| Passage for review |
>>>

You're right. So now all of those parents from the other studios are paying money to enter competitions that they don't have a fair shot at winning.

Life can be stupid.


----------



## dubbizle (Jan 15, 2012)

People go carzy over TV Cameras,so the other parents and kids are just thinking they may be on TV and don't care since they are so excited and they all must have to sign a release..


----------



## LittleBird (Jan 12, 2013)

Enchanted said:


> That too cool!!! What was your favorite type of dance style?


I was "Maddy" if you will. I was a lyrical phenom. Though in my day, the side arial wasn't as popular so I never learned how to do it.


----------



## frustr8dhubby (Dec 23, 2010)

*Not a woman* but to me the following shows show the worst of humanity and make me want to rip my eyeballs out whenever my wife and/or children watch them:

Dance Moms
Cheer Perfection
Honey Boo Boo (vomitting in my mouth a little)

<<<

| Supplied data |
>>>

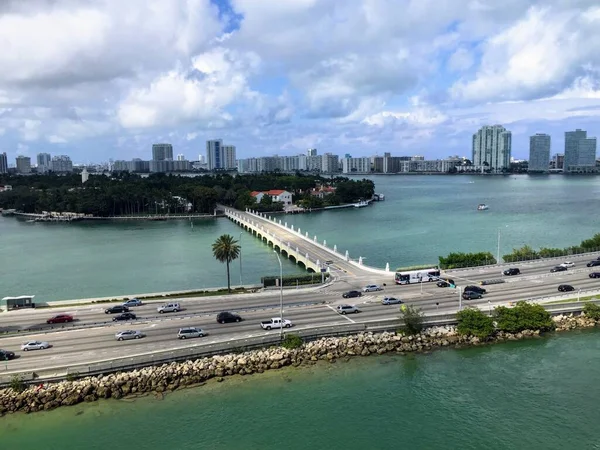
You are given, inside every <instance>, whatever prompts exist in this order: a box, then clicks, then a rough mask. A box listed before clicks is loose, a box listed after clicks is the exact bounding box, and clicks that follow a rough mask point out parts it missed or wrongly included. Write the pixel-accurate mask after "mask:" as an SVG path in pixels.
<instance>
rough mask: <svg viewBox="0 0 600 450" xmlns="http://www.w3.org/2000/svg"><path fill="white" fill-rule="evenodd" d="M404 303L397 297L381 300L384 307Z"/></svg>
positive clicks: (382, 304)
mask: <svg viewBox="0 0 600 450" xmlns="http://www.w3.org/2000/svg"><path fill="white" fill-rule="evenodd" d="M402 303H404V302H403V301H402V300H400V299H399V298H396V297H384V298H383V300H381V304H382V305H401V304H402Z"/></svg>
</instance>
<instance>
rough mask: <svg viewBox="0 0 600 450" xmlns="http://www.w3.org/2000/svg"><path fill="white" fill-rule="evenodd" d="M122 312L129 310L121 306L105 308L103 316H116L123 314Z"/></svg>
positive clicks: (127, 307) (126, 311)
mask: <svg viewBox="0 0 600 450" xmlns="http://www.w3.org/2000/svg"><path fill="white" fill-rule="evenodd" d="M123 312H129V308H128V307H127V306H123V305H116V306H111V307H110V308H106V309H105V310H104V313H105V314H117V313H123Z"/></svg>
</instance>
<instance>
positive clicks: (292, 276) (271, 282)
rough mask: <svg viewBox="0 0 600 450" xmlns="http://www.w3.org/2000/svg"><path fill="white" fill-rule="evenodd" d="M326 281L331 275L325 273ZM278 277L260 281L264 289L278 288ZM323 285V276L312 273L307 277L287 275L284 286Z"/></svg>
mask: <svg viewBox="0 0 600 450" xmlns="http://www.w3.org/2000/svg"><path fill="white" fill-rule="evenodd" d="M324 275H325V280H327V279H328V278H329V273H325V274H324ZM277 280H279V277H278V276H266V277H262V278H261V279H260V282H261V283H262V285H263V286H264V287H270V286H276V285H277ZM318 283H321V274H320V273H312V274H307V275H285V276H284V277H283V285H284V286H296V285H304V284H318Z"/></svg>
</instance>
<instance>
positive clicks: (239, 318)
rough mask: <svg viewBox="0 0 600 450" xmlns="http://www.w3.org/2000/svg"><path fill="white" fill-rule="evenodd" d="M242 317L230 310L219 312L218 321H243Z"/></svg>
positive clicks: (227, 322) (228, 322) (217, 315)
mask: <svg viewBox="0 0 600 450" xmlns="http://www.w3.org/2000/svg"><path fill="white" fill-rule="evenodd" d="M241 321H242V318H241V317H240V316H238V315H237V314H234V313H230V312H228V311H223V312H220V313H219V314H217V322H218V323H229V322H241Z"/></svg>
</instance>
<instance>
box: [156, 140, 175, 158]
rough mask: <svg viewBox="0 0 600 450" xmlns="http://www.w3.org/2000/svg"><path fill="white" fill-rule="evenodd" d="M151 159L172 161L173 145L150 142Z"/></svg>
mask: <svg viewBox="0 0 600 450" xmlns="http://www.w3.org/2000/svg"><path fill="white" fill-rule="evenodd" d="M152 160H153V161H173V146H172V145H171V144H152Z"/></svg>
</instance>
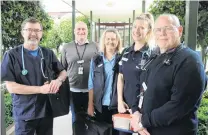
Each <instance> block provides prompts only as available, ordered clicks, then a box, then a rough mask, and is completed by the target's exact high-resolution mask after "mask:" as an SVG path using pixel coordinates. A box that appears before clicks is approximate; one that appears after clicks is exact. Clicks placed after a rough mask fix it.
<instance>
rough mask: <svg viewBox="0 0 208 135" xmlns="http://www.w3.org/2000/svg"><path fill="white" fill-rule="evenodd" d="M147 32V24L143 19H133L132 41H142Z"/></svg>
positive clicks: (139, 41)
mask: <svg viewBox="0 0 208 135" xmlns="http://www.w3.org/2000/svg"><path fill="white" fill-rule="evenodd" d="M148 32H149V24H148V22H147V21H145V20H135V21H134V24H133V27H132V38H133V40H134V42H144V41H145V39H146V37H147V34H148Z"/></svg>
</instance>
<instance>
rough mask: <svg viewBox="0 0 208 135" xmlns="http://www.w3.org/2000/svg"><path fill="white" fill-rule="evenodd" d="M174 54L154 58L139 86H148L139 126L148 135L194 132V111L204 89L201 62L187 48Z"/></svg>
mask: <svg viewBox="0 0 208 135" xmlns="http://www.w3.org/2000/svg"><path fill="white" fill-rule="evenodd" d="M174 52H175V51H174ZM174 52H170V53H164V54H161V55H159V56H157V57H156V58H155V60H154V61H153V62H152V63H151V65H150V66H149V67H148V68H147V70H146V71H145V72H143V74H142V75H141V82H140V83H142V82H145V83H146V85H147V90H146V91H145V94H144V101H143V108H142V114H143V115H142V124H143V126H144V127H145V128H147V129H148V131H149V132H150V134H151V135H196V132H197V125H198V120H197V116H196V111H197V109H198V107H199V104H200V100H201V97H202V93H203V91H204V89H205V87H206V74H205V72H204V67H203V63H202V60H201V59H200V58H199V55H198V54H197V53H196V52H194V51H192V50H191V49H189V48H182V49H178V51H176V53H174ZM168 59H169V60H170V61H169V63H168V62H167V60H168ZM165 61H166V62H165Z"/></svg>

<<<

| Tasks to perform |
a - Duplicate everything in the forum thread from "You're right. So" down to "(Jan 15, 2012)".
b - Answer these questions using the forum thread.
(i) What dance style does LittleBird say they were a phenom in?
(ii) Which show does frustr8dhubby list first?
(iii) According to dubbizle, what must the parents and kids all have to sign?

| Answers provided |
a -
You're right. So now all of those parents from the other studios are paying money to enter competitions that they don't have a fair shot at winning.

Life can be stupid.


----------



## dubbizle (Jan 15, 2012)

b -
(i) Lyrical.
(ii) Dance Moms.
(iii) A release.